| Goal |
Rewrite the items from the beginning through the line with "[248,230,263,245]" as a numbered list, and leave out any blank lines.

....

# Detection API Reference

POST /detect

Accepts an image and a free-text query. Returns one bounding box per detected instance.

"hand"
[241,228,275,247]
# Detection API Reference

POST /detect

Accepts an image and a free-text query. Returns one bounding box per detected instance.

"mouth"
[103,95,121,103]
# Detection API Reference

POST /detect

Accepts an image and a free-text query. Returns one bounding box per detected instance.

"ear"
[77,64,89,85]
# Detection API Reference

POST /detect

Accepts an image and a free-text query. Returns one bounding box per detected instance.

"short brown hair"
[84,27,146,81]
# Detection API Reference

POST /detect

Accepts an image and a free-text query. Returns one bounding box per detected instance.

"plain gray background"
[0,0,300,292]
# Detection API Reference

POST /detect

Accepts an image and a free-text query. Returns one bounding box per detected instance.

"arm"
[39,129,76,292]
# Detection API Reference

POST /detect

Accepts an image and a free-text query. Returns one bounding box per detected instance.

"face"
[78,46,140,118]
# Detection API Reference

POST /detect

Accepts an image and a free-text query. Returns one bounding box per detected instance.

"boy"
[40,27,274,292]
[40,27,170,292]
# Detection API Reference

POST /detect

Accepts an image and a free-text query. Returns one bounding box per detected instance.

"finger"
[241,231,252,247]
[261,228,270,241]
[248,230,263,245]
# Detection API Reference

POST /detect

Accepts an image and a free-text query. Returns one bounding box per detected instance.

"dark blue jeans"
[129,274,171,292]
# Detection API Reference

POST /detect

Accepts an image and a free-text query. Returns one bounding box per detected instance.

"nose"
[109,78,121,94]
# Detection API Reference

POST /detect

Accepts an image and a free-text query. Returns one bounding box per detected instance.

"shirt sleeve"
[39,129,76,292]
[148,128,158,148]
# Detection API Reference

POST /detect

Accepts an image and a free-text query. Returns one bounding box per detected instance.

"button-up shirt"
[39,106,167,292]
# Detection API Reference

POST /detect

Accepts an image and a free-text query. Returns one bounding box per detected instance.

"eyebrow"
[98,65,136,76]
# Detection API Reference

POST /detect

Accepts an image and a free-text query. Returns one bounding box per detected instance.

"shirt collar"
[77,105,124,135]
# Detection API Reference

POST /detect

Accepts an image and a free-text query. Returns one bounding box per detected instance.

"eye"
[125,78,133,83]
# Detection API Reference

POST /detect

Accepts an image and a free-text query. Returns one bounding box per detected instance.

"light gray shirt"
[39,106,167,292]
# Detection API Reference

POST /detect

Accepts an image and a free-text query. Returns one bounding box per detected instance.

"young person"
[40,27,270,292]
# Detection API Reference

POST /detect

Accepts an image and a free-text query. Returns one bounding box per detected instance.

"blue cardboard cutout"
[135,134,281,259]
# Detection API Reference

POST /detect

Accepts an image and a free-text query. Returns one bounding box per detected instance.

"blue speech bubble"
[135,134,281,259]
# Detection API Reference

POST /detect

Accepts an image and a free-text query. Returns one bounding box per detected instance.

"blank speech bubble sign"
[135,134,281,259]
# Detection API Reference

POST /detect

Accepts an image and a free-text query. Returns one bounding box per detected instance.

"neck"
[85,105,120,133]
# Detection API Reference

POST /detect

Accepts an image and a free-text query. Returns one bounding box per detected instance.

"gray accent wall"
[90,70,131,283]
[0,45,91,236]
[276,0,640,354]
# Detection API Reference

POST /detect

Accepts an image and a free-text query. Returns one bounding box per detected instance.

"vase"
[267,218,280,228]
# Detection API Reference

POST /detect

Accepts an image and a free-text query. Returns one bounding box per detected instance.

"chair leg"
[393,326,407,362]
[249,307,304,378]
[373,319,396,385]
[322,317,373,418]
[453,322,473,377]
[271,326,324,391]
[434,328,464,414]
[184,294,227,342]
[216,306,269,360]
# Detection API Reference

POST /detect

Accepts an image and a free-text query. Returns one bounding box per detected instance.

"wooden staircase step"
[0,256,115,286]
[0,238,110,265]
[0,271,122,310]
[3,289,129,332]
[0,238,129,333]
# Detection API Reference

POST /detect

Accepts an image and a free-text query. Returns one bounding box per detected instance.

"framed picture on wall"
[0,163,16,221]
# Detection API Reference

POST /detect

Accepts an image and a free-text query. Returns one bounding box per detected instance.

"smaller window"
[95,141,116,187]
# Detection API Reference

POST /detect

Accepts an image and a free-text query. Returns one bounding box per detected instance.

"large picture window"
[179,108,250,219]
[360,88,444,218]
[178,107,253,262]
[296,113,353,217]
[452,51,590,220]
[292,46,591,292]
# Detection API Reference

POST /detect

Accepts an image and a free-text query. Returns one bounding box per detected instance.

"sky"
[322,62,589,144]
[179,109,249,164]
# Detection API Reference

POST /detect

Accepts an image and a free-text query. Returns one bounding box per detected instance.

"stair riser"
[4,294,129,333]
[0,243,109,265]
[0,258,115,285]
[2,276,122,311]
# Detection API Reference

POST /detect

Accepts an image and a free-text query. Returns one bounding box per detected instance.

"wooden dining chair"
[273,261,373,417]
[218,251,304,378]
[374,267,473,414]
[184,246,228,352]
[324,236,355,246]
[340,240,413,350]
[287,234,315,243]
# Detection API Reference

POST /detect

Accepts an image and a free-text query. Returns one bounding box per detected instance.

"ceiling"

....

| Answer to the exercise |
1. # Detection API Reference
2. POST /detect
3. Accepts an image and a free-text query. Returns one bounding box per detected instance.
4. "hand"
5. [241,228,275,247]
6. # Detection API Reference
7. POST /detect
8. Accepts an image and a free-text query. Returns one bounding box per detected instance.
9. "mouth"
10. [103,95,121,103]
11. # Detection API Reference
12. POST /detect
13. Accepts an image and a free-text query. Returns one bounding box per detected instance.
14. "ear"
15. [77,64,89,85]
16. # Detection API Reference
17. POST /detect
18. Accepts an image and a free-text query. Returns one bounding box per detected instance.
19. "short brown hair"
20. [84,27,146,81]
21. # Detection API Reference
22. POST /detect
23. Accepts an image and a free-text query. Returns one bounding box per detected instance.
24. "plain gray background"
25. [0,0,300,292]
26. # Detection API Reference
27. POST /detect
28. Accepts an image and a free-text query. Returns one bounding box per detected instance.
29. "arm"
30. [39,129,76,292]
31. # Detection API Reference
32. POST /detect
33. Accepts an image and a free-text query. Returns one bounding box per detected instance.
34. "face"
35. [78,46,140,118]
36. # Detection API Reference
37. POST /detect
38. Accepts an image and a free-text query. Returns one bounding box per detected instance.
39. "boy"
40. [40,27,274,292]
41. [40,27,170,292]
42. # Detection API Reference
43. POST /detect
44. Accepts an image and a free-text query. Returns one bounding box per detected instance.
45. "finger"
46. [241,231,252,247]
47. [261,228,270,241]
48. [248,230,263,245]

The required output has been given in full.